──────── Available records

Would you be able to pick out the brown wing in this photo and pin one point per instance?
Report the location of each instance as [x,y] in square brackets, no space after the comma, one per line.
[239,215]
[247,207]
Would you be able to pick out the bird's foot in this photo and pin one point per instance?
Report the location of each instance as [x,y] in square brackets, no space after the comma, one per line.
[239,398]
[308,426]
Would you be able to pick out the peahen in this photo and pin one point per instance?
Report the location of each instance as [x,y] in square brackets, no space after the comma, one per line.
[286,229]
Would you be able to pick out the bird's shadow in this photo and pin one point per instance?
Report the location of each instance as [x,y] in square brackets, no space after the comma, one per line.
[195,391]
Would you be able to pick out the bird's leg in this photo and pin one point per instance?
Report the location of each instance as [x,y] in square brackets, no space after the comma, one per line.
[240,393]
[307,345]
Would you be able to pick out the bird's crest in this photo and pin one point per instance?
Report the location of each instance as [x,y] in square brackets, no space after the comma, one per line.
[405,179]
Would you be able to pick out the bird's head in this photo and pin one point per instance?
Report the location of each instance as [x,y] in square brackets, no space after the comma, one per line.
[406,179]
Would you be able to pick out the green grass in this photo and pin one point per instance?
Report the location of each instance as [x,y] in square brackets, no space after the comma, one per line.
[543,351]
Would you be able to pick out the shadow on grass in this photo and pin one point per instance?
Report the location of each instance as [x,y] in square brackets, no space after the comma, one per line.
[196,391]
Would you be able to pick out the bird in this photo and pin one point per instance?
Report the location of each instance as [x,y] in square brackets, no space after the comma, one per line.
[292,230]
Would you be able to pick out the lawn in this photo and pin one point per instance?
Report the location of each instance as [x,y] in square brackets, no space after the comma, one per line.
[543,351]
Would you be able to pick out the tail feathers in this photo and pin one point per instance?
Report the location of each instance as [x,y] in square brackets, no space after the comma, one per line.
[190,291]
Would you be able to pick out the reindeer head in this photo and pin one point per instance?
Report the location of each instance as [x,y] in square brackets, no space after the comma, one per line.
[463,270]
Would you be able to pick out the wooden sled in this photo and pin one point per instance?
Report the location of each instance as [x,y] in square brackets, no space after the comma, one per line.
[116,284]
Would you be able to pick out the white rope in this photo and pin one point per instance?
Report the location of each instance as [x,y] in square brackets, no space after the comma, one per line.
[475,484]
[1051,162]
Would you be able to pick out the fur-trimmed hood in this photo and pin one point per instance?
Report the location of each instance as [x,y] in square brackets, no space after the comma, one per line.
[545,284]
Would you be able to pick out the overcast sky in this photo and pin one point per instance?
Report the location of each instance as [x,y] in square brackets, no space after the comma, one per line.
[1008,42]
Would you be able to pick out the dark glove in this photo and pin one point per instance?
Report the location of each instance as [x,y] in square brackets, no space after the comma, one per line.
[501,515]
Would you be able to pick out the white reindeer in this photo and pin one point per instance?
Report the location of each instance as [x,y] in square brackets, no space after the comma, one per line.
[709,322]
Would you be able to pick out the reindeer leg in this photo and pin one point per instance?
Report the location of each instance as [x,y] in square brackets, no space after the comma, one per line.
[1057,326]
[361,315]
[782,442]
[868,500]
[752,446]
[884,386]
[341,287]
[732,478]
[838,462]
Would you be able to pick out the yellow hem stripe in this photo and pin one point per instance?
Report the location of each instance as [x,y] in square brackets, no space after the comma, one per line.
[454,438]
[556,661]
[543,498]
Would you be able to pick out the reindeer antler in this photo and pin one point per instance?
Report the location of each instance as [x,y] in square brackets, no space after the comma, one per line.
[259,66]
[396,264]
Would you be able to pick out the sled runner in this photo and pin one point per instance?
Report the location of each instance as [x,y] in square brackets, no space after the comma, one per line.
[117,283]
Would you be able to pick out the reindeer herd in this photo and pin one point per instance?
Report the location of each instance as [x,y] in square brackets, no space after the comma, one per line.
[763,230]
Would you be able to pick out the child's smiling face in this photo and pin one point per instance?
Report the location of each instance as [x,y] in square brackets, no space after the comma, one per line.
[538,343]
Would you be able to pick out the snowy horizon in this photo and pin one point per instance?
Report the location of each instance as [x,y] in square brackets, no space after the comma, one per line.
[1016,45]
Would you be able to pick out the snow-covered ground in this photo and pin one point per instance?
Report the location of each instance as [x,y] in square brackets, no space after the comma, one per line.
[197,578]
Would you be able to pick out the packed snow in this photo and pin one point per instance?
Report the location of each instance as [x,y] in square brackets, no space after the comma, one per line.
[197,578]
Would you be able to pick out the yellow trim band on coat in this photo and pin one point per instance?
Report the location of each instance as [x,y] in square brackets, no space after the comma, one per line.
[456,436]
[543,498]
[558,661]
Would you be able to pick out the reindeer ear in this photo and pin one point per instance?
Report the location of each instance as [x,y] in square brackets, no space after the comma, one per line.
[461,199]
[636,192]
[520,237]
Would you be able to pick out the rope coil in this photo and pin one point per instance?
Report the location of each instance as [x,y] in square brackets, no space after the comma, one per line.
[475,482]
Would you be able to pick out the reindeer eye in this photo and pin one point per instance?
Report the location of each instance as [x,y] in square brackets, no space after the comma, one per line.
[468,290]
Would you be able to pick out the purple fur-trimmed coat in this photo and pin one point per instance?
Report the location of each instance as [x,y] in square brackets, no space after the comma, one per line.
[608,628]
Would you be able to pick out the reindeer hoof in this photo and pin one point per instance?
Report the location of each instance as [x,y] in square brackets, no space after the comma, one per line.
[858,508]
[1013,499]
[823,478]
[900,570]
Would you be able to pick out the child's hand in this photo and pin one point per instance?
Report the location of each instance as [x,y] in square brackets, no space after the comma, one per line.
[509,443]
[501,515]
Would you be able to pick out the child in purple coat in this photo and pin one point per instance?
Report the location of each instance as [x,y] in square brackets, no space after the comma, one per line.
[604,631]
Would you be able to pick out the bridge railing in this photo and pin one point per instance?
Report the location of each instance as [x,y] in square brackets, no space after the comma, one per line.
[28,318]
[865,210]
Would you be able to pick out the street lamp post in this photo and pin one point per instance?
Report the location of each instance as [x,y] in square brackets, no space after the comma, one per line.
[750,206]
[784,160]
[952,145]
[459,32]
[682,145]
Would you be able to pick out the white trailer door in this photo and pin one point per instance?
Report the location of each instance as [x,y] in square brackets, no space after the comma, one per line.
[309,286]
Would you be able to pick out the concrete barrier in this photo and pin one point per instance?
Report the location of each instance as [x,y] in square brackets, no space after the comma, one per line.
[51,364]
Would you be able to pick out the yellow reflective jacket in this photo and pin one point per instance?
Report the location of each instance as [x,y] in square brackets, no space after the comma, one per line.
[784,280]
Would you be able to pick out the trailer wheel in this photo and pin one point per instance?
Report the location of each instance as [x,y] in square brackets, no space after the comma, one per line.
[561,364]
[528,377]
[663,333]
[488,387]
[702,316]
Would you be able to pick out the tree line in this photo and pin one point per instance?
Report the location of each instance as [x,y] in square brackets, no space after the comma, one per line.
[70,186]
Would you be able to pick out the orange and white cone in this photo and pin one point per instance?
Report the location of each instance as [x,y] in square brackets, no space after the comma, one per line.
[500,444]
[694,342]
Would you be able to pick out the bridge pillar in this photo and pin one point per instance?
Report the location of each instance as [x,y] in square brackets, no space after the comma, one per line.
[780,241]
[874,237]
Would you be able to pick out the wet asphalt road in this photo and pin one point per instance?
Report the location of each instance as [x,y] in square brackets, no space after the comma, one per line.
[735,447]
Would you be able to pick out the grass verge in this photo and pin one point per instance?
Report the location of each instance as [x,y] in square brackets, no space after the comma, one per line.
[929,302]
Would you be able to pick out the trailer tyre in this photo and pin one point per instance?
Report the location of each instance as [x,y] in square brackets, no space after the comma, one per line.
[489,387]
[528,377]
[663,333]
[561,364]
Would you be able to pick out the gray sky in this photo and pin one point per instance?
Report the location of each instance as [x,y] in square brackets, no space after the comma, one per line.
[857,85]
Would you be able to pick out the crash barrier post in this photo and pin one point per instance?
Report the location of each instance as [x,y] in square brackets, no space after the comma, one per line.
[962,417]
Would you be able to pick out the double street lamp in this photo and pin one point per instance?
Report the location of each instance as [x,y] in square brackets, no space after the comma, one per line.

────────────────

Task instructions:
Check each line of the entries above for the word "post". List the ones that have it.

Reply:
Would you be able to pick out the street lamp post in this photo and pin one point per instance?
Would you be able to pick out the crash barrier post in this photo and pin one point per instance?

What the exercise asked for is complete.